— REQUEST —
Reproduce the part of the data that opens with the line containing "target: woman's right hand" and runs through the end of the data as a numbered list, without blank lines.

— EXTRACTED RECORDS —
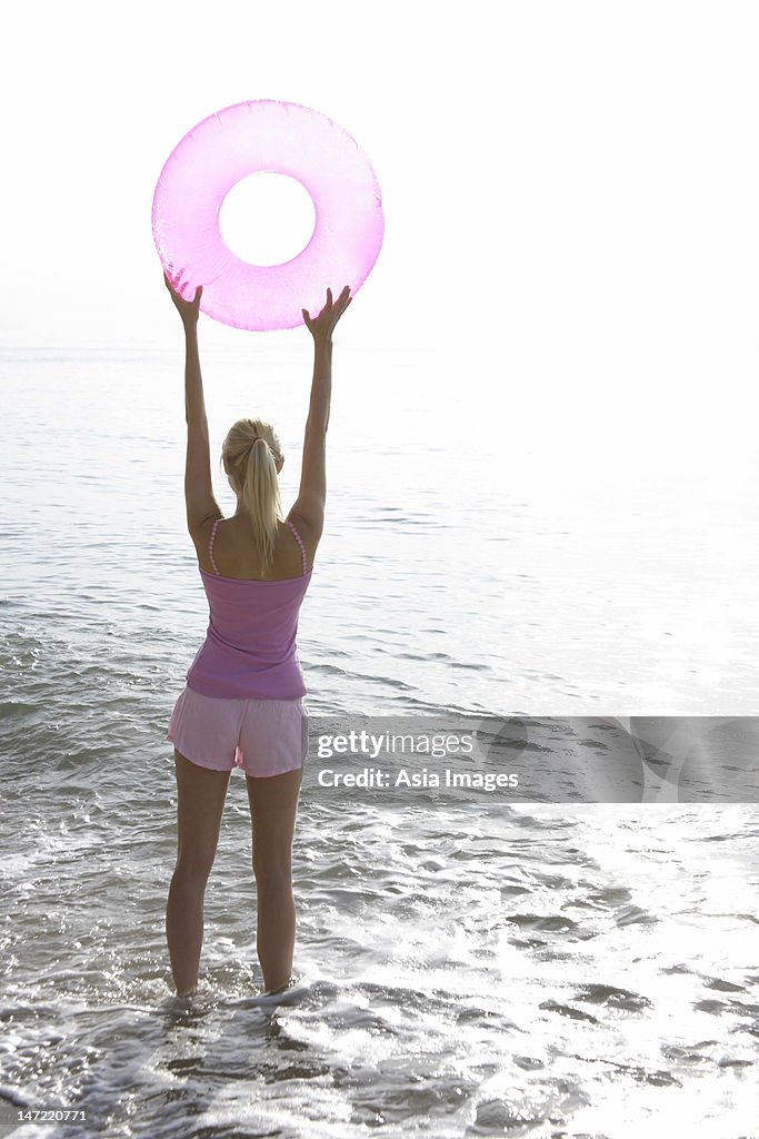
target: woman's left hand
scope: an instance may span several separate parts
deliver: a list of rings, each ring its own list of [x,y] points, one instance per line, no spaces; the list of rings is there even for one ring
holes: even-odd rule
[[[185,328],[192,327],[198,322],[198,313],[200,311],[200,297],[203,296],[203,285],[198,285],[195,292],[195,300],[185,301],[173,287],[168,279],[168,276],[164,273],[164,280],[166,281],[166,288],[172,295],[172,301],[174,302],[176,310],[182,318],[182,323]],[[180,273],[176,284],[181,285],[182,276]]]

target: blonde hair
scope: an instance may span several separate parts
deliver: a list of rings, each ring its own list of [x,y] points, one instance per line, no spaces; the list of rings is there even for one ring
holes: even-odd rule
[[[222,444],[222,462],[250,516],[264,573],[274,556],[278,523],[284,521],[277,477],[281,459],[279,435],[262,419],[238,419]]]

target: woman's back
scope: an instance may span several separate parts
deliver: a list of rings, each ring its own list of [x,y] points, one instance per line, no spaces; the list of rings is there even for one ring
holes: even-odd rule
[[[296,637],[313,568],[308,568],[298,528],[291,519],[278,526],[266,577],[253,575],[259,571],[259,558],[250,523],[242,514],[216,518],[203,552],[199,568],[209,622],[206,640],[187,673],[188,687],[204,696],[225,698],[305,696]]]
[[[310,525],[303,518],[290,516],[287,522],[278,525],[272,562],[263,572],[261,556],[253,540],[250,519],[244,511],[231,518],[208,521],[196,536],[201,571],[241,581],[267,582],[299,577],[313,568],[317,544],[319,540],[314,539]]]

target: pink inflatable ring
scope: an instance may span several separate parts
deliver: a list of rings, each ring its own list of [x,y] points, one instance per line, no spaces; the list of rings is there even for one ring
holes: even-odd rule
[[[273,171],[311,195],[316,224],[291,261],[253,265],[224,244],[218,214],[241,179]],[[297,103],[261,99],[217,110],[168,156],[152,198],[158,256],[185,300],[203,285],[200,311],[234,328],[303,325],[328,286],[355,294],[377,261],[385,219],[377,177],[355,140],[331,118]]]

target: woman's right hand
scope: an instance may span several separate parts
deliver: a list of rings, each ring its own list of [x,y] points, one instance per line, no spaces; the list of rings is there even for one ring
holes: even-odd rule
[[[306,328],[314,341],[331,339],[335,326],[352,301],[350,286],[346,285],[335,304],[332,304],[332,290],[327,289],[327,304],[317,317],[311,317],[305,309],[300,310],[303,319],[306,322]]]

— SOLUTION FOR THIS EXERCISE —
1. target: woman's right hand
2. scope: an instance may span several separate parts
3. deliver: a list of rings, each ring its own list of [x,y] points, one instance per line, no spaces; the list of rings is there even for one ring
4. holes: even-odd rule
5. [[[306,328],[314,341],[331,339],[335,326],[352,301],[350,286],[346,285],[335,304],[332,304],[332,290],[327,289],[327,304],[317,317],[311,317],[305,309],[300,310],[303,319],[306,322]]]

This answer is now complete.